EXTRACT
------------------------------------
Revert "ext4: remove EXT4_STATE_DIOREAD_LOCK flag"
Revert "ext4: fix off-by-one error when writing back pages before dio read"
Revert "ext4: Allow parallel DIO reads"

> 
>> w/o+   = reverting parallel dio reads + dioread_nolock
>> ilock  = ext4-ilock-RFC
>> ilock+ = ext4-ilock-RFC + dioread_nolock
>>
>> bs=4k:
>> --------------------------------------------------------------
>>       |            READ           |           WRITE          |
>> --------------------------------------------------------------
>> w/    | 30898KB/s,7724,555.00us   | 30875KB/s,7718,479.70us  |
>> --------------------------------------------------------------
>> w/o   | 117915KB/s,29478,248.18us | 117854KB/s,29463,21.91us |
>> --------------------------------------------------------------
> 
> I'm really surprised by the numbers here. They would mean that when DIO
> read takes i_rwsem exclusive lock instead of shared, it is a win for your
> workload... Argh, now checking code in fs/direct-io.c I think I can see the
> difference. The trick in do_blockdev_direct_IO() is:
> 
>         if (iov_iter_rw(iter) == READ && (dio->flags & DIO_LOCKING))
>                 inode_unlock(dio->inode);
>         if (dio->is_async && retval == 0 && dio->result &&
>             (iov_iter_rw(iter) == READ || dio->result == count))
>                 retval = -EIOCBQUEUED;
>         else
>                 dio_await_completion(dio);
> 
> So actually only direct IO read submission is protected by i_rwsem with
> DIO_LOCKING. Actual waiting for sync DIO read happens with i_rwsem dropped.
> 
> After some thought I think the best solution for this is to just finally
> finish the conversion of ext4 so that dioread_nolock is the only DIO path.
> With i_rwsem held in shared mode even for "unlocked" DIO, it should be
> actually relatively simple and most of the dances with unwritten extents
> shouldn't be needed anymore.
> 
> 								Honza
>
Jan Kara Sept. 25, 2019, 9:23 a.m. UTC | #11
On Wed 25-09-19 01:18:04, Ritesh Harjani wrote:
> > read takes i_rwsem exclusive lock instead of shared, it is a win for your
> > workload... Argh, now checking code in fs/direct-io.c I think I can see the
> > difference. The trick in do_blockdev_direct_IO() is:
> > 
> >          if (iov_iter_rw(iter) == READ && (dio->flags & DIO_LOCKING))
> >                  inode_unlock(dio->inode);
> >          if (dio->is_async && retval == 0 && dio->result &&
> >              (iov_iter_rw(iter) == READ || dio->result == count))
------------------------------------
DIRECTIVE
Pick up the ext4 direct I/O locking thread after its last line and continue writing it. The material plays no part in this.

(Records in a dataset)
------------------------------------
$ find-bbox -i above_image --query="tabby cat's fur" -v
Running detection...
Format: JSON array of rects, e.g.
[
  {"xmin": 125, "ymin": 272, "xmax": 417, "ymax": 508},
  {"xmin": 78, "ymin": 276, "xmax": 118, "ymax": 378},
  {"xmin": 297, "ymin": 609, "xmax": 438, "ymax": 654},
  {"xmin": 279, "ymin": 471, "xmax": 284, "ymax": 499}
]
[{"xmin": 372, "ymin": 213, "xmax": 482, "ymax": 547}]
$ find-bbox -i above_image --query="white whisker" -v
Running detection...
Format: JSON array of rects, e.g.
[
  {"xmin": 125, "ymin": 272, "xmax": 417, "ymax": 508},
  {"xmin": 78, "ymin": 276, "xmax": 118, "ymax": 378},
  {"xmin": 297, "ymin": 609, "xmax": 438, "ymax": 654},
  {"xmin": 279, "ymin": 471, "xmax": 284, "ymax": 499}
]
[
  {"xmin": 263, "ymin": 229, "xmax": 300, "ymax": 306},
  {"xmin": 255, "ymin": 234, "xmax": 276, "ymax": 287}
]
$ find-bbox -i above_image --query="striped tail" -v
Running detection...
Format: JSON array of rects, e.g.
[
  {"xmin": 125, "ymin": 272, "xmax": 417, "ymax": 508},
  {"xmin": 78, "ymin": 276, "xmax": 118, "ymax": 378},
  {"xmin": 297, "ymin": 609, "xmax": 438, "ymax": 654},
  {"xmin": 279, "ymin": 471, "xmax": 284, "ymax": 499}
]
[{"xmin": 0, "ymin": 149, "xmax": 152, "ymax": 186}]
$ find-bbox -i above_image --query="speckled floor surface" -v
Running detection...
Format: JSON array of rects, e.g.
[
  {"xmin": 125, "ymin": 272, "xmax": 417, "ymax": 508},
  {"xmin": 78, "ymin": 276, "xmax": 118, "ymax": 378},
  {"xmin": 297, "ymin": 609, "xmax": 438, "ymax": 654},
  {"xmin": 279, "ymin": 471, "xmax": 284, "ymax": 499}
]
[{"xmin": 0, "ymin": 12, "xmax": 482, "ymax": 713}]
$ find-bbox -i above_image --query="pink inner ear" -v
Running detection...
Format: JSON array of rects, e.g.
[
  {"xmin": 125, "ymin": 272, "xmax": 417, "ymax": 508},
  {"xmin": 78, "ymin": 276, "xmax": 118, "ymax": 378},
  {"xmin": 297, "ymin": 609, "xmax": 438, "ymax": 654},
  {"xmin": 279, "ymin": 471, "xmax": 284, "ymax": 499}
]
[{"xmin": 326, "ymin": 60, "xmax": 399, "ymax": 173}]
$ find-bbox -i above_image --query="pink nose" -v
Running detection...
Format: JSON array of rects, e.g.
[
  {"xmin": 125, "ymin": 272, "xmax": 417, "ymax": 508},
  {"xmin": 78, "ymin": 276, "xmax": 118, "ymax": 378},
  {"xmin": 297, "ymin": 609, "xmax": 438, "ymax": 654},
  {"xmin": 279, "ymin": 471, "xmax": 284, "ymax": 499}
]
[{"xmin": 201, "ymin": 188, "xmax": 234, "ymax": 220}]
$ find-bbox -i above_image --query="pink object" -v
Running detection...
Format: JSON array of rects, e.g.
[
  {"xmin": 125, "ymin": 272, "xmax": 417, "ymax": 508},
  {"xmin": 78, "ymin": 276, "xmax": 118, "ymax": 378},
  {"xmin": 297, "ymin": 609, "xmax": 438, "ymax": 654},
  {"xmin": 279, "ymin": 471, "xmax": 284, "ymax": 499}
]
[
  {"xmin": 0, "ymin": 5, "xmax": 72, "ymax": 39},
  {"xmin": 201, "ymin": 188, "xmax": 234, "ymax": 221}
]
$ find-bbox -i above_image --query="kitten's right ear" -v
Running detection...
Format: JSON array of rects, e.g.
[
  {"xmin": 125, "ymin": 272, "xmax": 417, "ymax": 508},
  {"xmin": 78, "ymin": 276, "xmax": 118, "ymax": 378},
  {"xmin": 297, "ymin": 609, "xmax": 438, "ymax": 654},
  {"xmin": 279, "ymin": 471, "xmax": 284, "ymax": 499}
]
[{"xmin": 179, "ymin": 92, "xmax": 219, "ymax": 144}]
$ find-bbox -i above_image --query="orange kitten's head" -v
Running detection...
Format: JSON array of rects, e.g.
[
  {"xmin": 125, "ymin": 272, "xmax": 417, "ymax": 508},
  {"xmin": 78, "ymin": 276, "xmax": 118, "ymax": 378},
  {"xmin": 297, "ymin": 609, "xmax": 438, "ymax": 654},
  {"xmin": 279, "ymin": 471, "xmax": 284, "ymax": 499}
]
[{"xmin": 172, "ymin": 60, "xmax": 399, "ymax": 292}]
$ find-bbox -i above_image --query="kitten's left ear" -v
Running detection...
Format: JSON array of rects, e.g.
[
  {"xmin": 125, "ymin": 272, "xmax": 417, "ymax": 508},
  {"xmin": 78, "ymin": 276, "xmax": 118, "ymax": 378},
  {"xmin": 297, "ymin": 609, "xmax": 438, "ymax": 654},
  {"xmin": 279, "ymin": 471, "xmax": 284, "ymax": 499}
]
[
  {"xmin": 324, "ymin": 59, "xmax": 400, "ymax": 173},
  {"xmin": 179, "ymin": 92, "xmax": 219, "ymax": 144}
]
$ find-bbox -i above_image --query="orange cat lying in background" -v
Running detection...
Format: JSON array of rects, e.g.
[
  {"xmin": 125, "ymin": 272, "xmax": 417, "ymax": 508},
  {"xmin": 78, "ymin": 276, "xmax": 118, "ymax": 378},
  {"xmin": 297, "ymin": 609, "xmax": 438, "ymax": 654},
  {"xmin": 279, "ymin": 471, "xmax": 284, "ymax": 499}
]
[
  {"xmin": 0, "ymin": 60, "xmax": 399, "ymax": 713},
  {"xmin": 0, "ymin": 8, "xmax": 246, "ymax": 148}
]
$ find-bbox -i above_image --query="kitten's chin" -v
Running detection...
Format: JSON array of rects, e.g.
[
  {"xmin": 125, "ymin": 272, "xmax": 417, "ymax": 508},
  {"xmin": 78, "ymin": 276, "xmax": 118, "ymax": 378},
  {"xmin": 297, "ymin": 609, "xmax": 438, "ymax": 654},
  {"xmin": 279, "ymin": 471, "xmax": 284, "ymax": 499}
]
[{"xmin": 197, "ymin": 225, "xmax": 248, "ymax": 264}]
------------------------------------
EXPECTED ANSWER
> >                  retval = -EIOCBQUEUED;
> >          else
> >                  dio_await_completion(dio);
> > 
> > So actually only direct IO read submission is protected by i_rwsem with
> > DIO_LOCKING. Actual waiting for sync DIO read happens with i_rwsem dropped.
> > 
> > After some thought I think the best solution for this is to just finally
> > finish the conversion of ext4 so that dioread_nolock is the only DIO path.
> 
> Sorry, I still didn't get this completely. Could you please explain a bit
> more?

Well, currently we have two different locking schemes for DIO - the
"normal" case and the "dioread_nolock" case. And the "normal" case really
only exists because buffered writeback needed to be more careful (so that
nolock DIO cannot expose stale data) and nobody did the effort to make that
work when blocksize < pagesize. But having two different locking schemes
for DIO is really confusing to users and a maintenance burden so we want to
get rid of the old scheme once the "dioread_nolock" scheme works for all
the configurations.
 
> > With i_rwsem held in shared mode even for "unlocked" DIO, it should be
> > actually relatively simple and most of the dances with unwritten extents
> > shouldn't be needed anymore.
> 
> Again, maybe it's related to above comment. Could you please give some
> insights?

Now that we hold i_rwsem in shared mode for all of DIO, it isn't really
"unlocked" anymore. Which actually very much limits the races with buffered
writes and thus page writeback (because we flush page cache before doing
DIO).

> Or do you mean that we should do it like this-
> So as of now in dioread_nolock, we allocate blocks, mark the entry into
> extents as unwritten, then do the data IO, and then finally do the
> conversion of unwritten to written extents.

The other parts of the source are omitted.